- WORK TO DO
Copy every line of the records below word for word, leaving out the pictures.
— start of EXTRACTED MATERIAL —
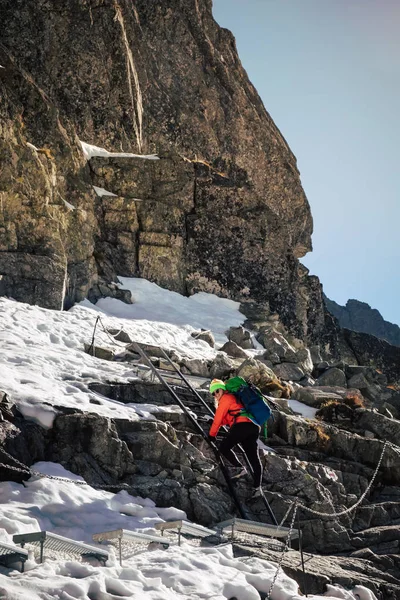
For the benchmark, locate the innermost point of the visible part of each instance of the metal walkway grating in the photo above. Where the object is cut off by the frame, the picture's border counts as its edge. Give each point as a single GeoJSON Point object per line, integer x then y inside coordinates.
{"type": "Point", "coordinates": [241, 525]}
{"type": "Point", "coordinates": [57, 543]}
{"type": "Point", "coordinates": [184, 527]}
{"type": "Point", "coordinates": [11, 554]}
{"type": "Point", "coordinates": [131, 537]}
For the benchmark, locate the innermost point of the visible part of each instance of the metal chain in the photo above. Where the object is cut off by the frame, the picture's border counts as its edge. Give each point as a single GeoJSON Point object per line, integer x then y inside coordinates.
{"type": "Point", "coordinates": [354, 506]}
{"type": "Point", "coordinates": [295, 506]}
{"type": "Point", "coordinates": [111, 336]}
{"type": "Point", "coordinates": [25, 471]}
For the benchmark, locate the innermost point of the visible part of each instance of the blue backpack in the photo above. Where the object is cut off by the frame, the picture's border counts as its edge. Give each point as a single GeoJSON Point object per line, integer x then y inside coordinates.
{"type": "Point", "coordinates": [255, 405]}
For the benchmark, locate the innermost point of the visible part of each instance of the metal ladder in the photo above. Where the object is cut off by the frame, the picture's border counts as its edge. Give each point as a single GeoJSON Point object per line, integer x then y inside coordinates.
{"type": "Point", "coordinates": [191, 402]}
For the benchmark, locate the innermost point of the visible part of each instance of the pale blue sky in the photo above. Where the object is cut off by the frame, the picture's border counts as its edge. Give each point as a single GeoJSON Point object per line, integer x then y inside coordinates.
{"type": "Point", "coordinates": [328, 72]}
— end of EXTRACTED MATERIAL —
- EXERCISE ANSWER
For the benchmark, locate the innermost point of the visible part of each instance of the metal walkway grating in the photo above. Where the object is cut off by the frame, the picture's border counts as its edge. Give each point as a single GeoJSON Point object per line, integer x then y inside coordinates.
{"type": "Point", "coordinates": [241, 525]}
{"type": "Point", "coordinates": [57, 543]}
{"type": "Point", "coordinates": [184, 527]}
{"type": "Point", "coordinates": [11, 554]}
{"type": "Point", "coordinates": [131, 537]}
For the benchmark, locate the innermost point of the visible part of each instance of the metal chain in the photo above. Where the object is cut off by the frame, the picture's border counts as its edge. Give each point as a single GeoJSON Point object per line, integer x then y inside coordinates.
{"type": "Point", "coordinates": [354, 506]}
{"type": "Point", "coordinates": [295, 506]}
{"type": "Point", "coordinates": [111, 336]}
{"type": "Point", "coordinates": [25, 471]}
For the benchmark, locate the innermost point of the visible part of each instance of the blue backpack in the photo above. Where the object is cut off by the frame, the picture's border counts as its edge. Give each point as a single GeoJSON Point object per line, integer x then y inside coordinates.
{"type": "Point", "coordinates": [255, 405]}
For the benchmark, locate the innermost point of the visible part of each instance of the metal ladder in the photo above. Where the object is cut off by the frame, the picture's border counts as its edge. Give each point as a single GeoJSON Point object per line, integer x then y inside coordinates.
{"type": "Point", "coordinates": [191, 402]}
For the benchmark, locate the innermost point of the visible part of each instance of the pale blue sky in the photo above. Where the object is cut off by the frame, the picture's border counts as its edge. Give each point as a single GeoJSON Point object per line, integer x then y inside coordinates.
{"type": "Point", "coordinates": [328, 72]}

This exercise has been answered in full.